I
Whenever I wanted to read a poem to my father he’d make a face. He claimed he didn’t like poetry. I suspect it was the ambiguity in a poem that frustrated him. In fact Dad loved poems, the poems he committed to memory in his schooldays. He recited some of these often enough for them to take seed and grow inside me.
Now Dad is gone and it is I who recites his lines, learned at school around 1925:
Blow, blow, thou winter wind
Thou art not so unkind
As man’s ingratitude…
Thy tooth is not so keen
Because thou art not seen
Although thy breath be rude
I see Dad’s wry smile as he continued with lines that border on the cynical.
Sing Hey Ho, Hey ho unto the holly
Most friendship is feigning
Most loving mere folly
Dad was not cynical. So what appealed to him about this snatch from ‘The Tempest’?
I think it was the music.
Lots of people think they don’t like poetry. They would never read a poem – not willingly, not wittingly.
But they listen to songs. And a song is just a poem hidden inside music.
Think of the Beatles. Think of ‘Till there was you’. Think of ‘Elinor Mackenzie’. We loved those songs, not least for their poetry.
Nobody doesn’t like a song.

(Source data)
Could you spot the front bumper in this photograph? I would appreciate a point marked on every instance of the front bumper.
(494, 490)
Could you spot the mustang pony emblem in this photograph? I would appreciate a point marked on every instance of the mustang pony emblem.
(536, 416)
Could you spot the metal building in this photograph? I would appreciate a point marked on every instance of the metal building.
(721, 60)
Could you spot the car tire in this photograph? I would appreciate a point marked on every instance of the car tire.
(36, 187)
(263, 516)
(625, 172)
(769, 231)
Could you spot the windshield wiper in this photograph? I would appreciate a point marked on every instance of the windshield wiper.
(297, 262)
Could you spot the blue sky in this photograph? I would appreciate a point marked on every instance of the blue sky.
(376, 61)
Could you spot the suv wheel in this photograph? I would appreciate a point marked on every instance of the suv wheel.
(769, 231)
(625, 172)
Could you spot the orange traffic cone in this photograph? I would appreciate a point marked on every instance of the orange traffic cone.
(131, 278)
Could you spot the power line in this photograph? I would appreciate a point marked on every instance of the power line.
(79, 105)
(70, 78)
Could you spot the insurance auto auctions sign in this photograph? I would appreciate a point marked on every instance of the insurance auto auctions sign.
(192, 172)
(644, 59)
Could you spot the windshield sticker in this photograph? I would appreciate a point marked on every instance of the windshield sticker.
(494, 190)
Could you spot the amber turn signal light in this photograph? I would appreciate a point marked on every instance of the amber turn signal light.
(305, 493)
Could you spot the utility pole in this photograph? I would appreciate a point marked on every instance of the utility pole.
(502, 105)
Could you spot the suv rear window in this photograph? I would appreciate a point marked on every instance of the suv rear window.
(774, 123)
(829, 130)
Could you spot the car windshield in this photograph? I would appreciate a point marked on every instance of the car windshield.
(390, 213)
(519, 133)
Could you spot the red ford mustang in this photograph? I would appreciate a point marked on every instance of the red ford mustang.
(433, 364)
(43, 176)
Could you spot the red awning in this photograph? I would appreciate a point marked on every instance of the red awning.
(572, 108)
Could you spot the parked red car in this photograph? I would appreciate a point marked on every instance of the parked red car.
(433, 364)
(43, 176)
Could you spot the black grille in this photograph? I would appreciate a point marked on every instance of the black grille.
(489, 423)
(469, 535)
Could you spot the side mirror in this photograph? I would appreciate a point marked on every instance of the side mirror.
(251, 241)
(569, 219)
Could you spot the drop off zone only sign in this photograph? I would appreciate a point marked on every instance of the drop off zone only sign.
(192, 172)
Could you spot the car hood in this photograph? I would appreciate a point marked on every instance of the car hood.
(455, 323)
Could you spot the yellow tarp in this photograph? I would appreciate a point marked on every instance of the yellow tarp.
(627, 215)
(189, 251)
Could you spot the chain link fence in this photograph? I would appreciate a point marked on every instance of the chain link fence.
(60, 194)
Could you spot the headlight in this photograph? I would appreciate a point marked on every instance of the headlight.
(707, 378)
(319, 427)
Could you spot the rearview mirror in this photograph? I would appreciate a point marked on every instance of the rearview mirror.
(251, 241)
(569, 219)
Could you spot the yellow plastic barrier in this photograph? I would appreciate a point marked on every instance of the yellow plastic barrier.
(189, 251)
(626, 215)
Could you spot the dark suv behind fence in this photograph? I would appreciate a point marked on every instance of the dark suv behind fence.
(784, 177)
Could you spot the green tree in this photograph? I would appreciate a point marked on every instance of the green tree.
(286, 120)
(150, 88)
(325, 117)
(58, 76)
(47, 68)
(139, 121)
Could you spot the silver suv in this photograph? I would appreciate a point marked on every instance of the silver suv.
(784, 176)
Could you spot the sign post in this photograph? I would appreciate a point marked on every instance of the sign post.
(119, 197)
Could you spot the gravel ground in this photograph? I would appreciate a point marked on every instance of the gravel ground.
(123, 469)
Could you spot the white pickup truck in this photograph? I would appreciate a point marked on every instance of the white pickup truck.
...
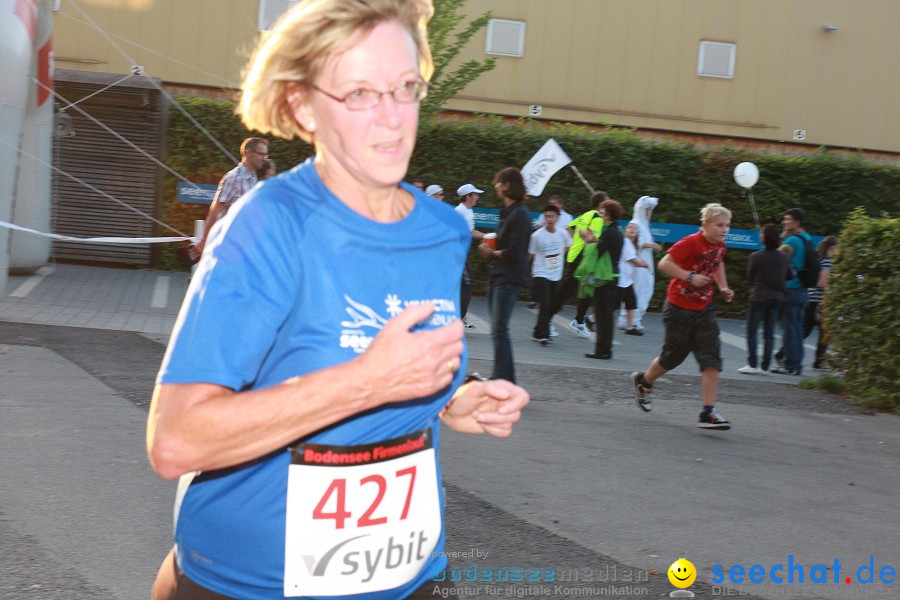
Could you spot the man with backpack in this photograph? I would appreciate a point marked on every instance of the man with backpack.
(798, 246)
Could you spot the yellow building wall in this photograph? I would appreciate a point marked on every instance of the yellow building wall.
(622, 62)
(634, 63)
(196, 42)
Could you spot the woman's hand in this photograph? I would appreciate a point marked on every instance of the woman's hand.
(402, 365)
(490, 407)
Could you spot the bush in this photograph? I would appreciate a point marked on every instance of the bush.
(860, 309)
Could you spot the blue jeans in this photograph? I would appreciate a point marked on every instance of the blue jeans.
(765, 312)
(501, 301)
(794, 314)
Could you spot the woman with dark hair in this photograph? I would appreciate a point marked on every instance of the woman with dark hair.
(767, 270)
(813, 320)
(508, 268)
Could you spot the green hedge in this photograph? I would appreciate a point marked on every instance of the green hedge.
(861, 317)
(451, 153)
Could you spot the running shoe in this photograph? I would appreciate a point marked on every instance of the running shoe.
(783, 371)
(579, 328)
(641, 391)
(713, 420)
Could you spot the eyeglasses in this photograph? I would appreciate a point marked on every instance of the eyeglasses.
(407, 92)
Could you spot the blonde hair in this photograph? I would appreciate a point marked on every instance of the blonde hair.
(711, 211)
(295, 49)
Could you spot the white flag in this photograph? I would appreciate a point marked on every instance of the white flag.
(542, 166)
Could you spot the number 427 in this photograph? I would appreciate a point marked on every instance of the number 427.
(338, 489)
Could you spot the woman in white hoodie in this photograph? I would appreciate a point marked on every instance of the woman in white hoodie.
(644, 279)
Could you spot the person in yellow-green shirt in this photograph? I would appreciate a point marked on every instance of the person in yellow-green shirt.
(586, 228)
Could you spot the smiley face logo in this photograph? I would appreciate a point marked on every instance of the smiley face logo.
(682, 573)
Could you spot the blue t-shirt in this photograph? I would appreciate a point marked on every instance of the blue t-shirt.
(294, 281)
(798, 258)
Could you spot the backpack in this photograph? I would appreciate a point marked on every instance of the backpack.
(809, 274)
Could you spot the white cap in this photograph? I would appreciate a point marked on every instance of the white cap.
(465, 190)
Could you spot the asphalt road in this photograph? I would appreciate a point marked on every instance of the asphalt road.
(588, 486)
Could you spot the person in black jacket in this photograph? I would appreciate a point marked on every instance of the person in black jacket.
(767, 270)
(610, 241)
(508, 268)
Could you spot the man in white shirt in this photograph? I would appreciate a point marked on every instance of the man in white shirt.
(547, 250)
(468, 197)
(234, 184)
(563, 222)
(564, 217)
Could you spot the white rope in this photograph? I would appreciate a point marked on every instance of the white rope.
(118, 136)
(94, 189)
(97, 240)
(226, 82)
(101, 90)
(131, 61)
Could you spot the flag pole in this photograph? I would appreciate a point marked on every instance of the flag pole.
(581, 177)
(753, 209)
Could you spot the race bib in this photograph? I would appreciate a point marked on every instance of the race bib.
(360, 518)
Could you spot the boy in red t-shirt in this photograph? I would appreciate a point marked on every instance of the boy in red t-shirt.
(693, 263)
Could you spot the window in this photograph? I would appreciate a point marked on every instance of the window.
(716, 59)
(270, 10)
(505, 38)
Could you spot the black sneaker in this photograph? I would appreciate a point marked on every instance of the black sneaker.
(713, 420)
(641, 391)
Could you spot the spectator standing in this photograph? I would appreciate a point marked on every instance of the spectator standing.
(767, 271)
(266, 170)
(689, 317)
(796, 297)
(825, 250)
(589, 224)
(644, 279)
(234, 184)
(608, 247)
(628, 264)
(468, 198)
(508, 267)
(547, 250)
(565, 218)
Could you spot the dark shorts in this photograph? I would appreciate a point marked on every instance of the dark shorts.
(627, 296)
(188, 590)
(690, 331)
---
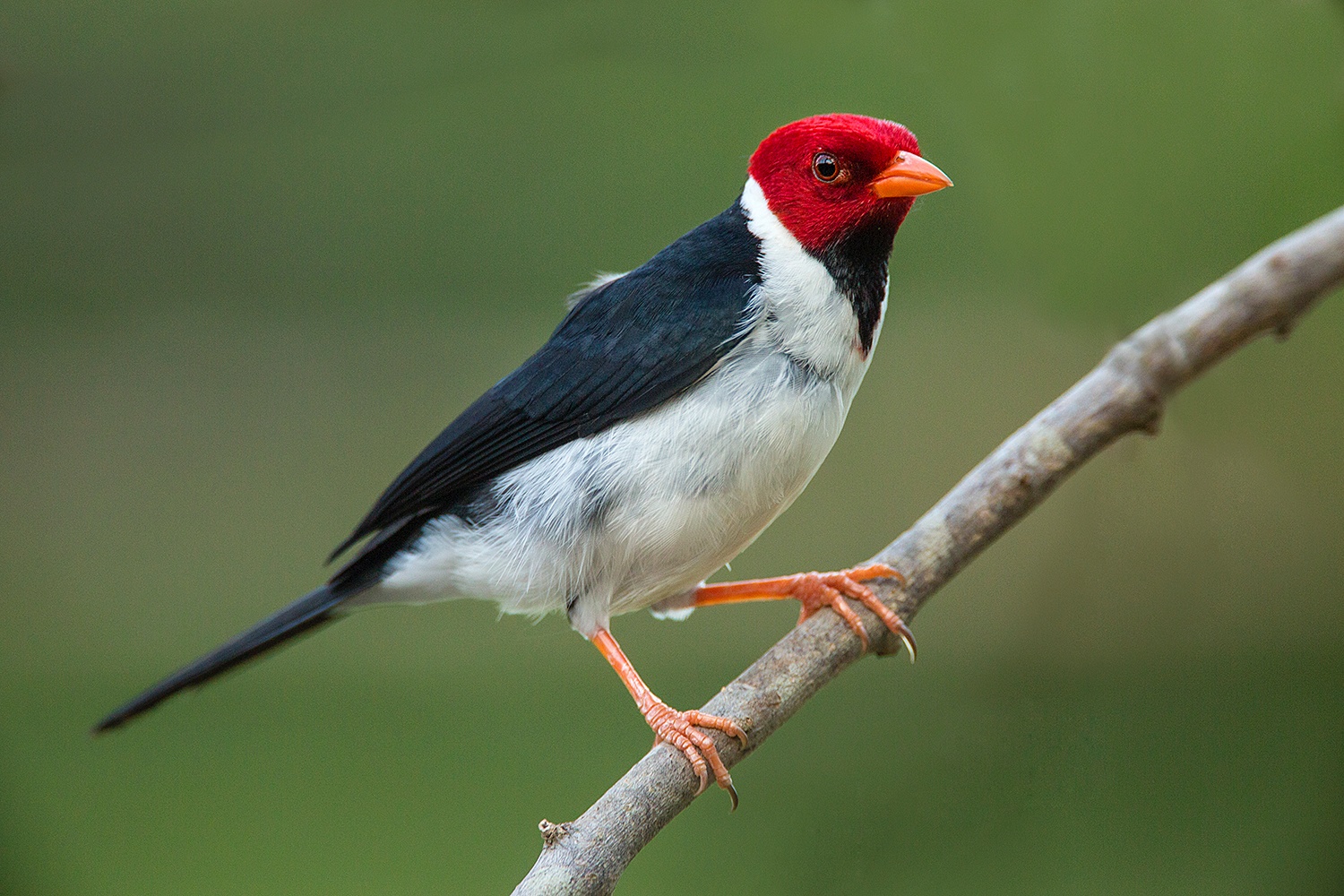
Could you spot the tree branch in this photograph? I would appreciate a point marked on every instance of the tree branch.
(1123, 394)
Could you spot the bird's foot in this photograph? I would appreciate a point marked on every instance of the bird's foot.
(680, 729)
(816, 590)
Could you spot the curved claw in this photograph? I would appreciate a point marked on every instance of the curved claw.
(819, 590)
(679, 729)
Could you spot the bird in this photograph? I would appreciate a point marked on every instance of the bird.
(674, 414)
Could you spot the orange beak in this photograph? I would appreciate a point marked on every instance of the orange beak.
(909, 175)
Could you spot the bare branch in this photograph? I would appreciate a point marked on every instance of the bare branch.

▶ Exercise requirements:
1. From the recited lines quoted in the essay on poetry and songs, list every line that contains the word "thou" or "thy."
2. Answer these questions from the essay on poetry and songs.
(a) Around what year did Dad learn his lines at school?
(b) What does the essay say a song is?
(c) Which band does the essay name?
The items are separate material, apart from the essay on poetry and songs.

▶ Answers to the exercise:
1.
Blow, blow, thou winter wind
Thou art not so unkind
Thy tooth is not so keen
Because thou art not seen
Although thy breath be rude

2.
(a) Around 1925.
(b) A poem hidden inside music.
(c) The Beatles.